::: INFORMATION :::

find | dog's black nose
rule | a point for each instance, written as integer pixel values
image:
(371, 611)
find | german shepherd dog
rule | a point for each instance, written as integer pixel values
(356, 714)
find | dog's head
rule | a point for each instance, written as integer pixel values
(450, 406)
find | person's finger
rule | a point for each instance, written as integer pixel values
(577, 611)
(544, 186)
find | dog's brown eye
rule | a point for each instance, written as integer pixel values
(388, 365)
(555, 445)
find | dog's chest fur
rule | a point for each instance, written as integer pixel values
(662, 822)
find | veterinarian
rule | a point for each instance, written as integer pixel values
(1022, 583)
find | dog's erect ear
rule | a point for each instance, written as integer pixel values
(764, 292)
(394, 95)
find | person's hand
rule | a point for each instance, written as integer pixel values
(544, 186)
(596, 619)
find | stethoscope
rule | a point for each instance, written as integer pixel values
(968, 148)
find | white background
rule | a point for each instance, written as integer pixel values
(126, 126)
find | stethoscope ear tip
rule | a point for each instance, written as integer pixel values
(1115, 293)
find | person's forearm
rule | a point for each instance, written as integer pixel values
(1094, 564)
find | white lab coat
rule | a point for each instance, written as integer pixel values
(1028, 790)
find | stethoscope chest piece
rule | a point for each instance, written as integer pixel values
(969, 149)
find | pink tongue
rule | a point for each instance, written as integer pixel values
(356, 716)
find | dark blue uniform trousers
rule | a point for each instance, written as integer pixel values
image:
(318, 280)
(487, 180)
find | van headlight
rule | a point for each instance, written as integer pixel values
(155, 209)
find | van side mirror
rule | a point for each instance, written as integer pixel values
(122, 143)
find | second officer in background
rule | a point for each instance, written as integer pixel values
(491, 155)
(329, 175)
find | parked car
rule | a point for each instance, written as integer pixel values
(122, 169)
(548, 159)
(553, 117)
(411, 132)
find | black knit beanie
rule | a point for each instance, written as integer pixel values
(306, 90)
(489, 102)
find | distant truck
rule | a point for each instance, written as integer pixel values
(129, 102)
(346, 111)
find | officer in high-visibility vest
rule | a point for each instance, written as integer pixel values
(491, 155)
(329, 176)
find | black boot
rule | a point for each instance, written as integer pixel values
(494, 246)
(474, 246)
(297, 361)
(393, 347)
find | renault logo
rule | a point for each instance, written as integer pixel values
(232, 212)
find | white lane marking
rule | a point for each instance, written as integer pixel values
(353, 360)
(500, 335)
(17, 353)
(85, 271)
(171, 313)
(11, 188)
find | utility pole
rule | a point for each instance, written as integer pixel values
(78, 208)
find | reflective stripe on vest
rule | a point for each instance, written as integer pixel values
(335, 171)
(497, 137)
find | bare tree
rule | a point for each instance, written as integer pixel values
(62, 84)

:::

WORK TO COMPLETE:
Only the lines from the beginning of the entries through the line bearing "find | stethoscope ear tip" should be returned, each exactly as written.

RESULT OF THE TASK:
find | dog's black nose
rule | a point for each instance, written as integer pixel values
image:
(371, 611)
find | german shepherd dog
rule | a point for each instance, written as integer pixel values
(356, 714)
find | dog's head
rule | a point for each instance, written as integer pixel values
(450, 406)
find | person's finger
rule | a point for each instance, written as integer pixel values
(577, 611)
(544, 186)
find | dog's brown eye
rule | a point for each instance, written as integer pixel values
(388, 365)
(555, 445)
find | dog's chest fur
rule | a point for each instance, written as integer pixel values
(662, 822)
find | veterinarian
rule | a point for each instance, written as integer pixel values
(1022, 583)
find | dog's erect ear
rule | a point for each instance, written as integer pixel values
(764, 292)
(394, 95)
find | person's hand
rule | a point for each instance, written as integer pixel values
(544, 186)
(596, 619)
find | stethoscope
rule | a point for each instance, written as integer pixel values
(968, 148)
find | white background
rule | a point for each instance, written as integer pixel values
(126, 126)
find | stethoscope ear tip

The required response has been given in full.